# The problem
How many lines in the rows below contain the word "drop"? Reply with the number alone.
======
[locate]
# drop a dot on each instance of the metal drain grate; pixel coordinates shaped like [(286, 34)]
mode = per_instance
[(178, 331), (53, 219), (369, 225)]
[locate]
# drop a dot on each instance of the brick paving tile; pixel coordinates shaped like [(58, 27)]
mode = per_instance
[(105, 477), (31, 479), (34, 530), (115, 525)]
======
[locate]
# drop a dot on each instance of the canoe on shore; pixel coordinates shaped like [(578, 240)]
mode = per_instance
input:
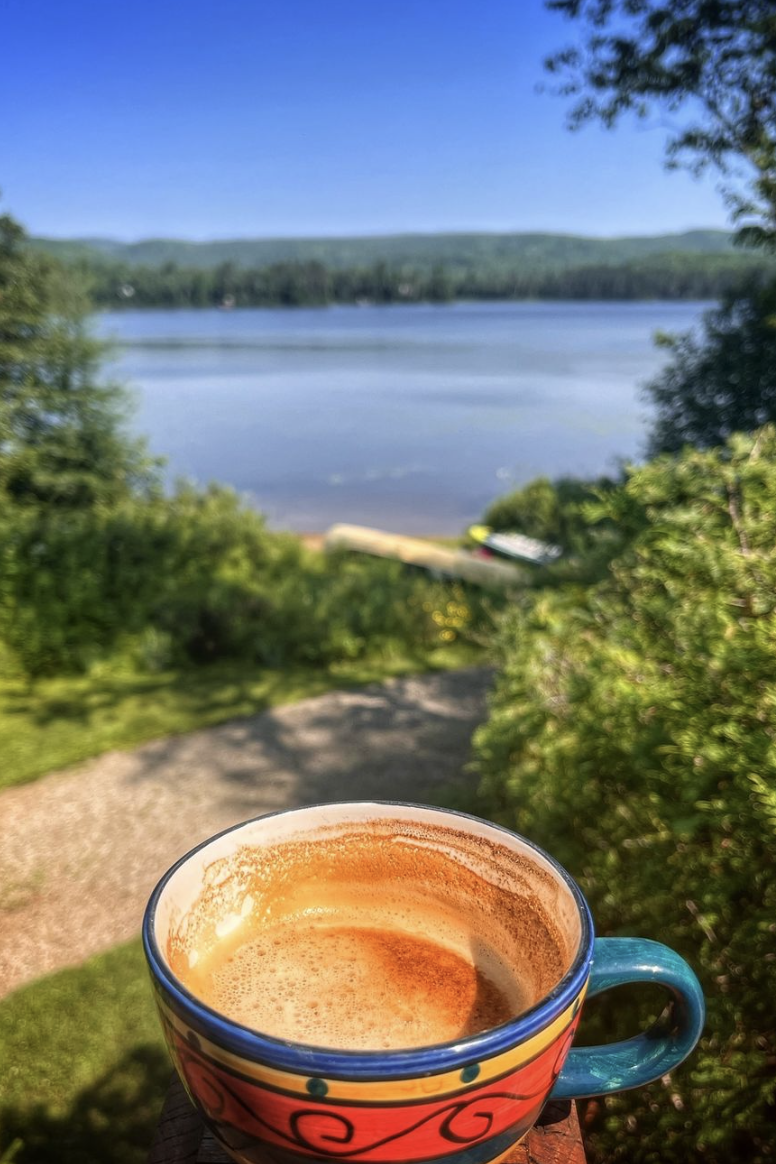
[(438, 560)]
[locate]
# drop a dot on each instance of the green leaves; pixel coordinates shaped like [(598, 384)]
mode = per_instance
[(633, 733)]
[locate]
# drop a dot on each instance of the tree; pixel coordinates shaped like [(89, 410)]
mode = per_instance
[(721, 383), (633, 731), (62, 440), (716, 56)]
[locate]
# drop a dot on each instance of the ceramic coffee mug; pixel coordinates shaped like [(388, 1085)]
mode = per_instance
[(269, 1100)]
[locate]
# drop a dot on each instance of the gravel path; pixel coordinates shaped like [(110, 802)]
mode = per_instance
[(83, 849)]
======
# Solution for this task
7